### Description of the task
Word for word, repeat the lines of the records from the one containing "of the boot" through the last line, both included.

### Data to use
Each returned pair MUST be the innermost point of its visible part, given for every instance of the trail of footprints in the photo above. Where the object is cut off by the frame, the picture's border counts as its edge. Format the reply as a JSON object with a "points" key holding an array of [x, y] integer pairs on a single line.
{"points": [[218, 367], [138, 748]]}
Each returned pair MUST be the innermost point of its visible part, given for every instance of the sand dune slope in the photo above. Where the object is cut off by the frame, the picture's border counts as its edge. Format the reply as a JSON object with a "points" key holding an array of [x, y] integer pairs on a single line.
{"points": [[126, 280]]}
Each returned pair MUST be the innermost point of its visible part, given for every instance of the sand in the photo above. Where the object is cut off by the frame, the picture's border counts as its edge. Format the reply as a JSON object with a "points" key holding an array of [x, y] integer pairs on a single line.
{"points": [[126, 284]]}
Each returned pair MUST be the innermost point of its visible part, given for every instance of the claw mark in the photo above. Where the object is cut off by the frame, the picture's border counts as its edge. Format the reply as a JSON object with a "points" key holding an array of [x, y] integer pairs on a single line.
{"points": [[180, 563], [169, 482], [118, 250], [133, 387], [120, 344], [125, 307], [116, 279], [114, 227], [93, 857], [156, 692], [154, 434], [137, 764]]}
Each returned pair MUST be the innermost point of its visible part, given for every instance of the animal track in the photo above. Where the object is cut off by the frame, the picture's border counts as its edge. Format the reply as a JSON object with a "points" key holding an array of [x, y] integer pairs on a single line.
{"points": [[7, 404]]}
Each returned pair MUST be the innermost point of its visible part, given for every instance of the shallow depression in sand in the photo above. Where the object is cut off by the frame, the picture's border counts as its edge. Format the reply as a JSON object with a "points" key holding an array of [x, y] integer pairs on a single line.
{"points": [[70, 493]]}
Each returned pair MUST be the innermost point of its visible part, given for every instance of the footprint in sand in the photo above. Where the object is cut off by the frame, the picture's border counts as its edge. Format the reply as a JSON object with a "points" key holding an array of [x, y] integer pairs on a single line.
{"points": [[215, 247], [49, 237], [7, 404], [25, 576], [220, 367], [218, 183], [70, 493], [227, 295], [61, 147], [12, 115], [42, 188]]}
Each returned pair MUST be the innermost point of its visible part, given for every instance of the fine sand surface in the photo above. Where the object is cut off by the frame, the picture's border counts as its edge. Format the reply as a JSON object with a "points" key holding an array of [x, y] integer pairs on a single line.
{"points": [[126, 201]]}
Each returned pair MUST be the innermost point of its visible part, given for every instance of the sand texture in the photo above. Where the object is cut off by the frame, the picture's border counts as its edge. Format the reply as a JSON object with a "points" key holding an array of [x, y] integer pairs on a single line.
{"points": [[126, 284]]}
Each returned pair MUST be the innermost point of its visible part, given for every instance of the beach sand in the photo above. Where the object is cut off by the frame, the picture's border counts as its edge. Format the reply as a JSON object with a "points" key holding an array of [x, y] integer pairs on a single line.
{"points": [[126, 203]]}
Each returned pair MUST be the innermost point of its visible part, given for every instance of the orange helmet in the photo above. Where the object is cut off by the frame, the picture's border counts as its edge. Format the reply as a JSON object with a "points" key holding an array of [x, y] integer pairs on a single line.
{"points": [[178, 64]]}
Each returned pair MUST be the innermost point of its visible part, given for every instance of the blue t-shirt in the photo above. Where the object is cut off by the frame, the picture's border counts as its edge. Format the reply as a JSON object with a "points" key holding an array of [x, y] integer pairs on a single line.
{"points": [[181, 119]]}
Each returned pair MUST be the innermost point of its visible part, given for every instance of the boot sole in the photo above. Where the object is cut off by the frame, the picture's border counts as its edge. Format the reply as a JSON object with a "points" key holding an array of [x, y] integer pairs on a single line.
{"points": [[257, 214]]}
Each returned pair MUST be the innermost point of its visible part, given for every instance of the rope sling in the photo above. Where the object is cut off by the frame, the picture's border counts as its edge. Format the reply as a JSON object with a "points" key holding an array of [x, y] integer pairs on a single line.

### Complete answer
Each returned pair MUST be the innermost point of its visible part, given for every instance of the boot sole in the photo above. Where the object is cut off by the frame, the picture's border counts as its edge. Format the reply as a JSON object with a "points" key holding an array of [x, y] integer pairs on a single line.
{"points": [[257, 214]]}
Each returned pair MUST be the innermost point of its visible part, given for every instance of the rope sling in the photo above. Where the object is cut off by the frame, the picture's border counts as its edge. Format the reply as a JSON object with a "points" key holding an array of [x, y] integer pairs on a single line.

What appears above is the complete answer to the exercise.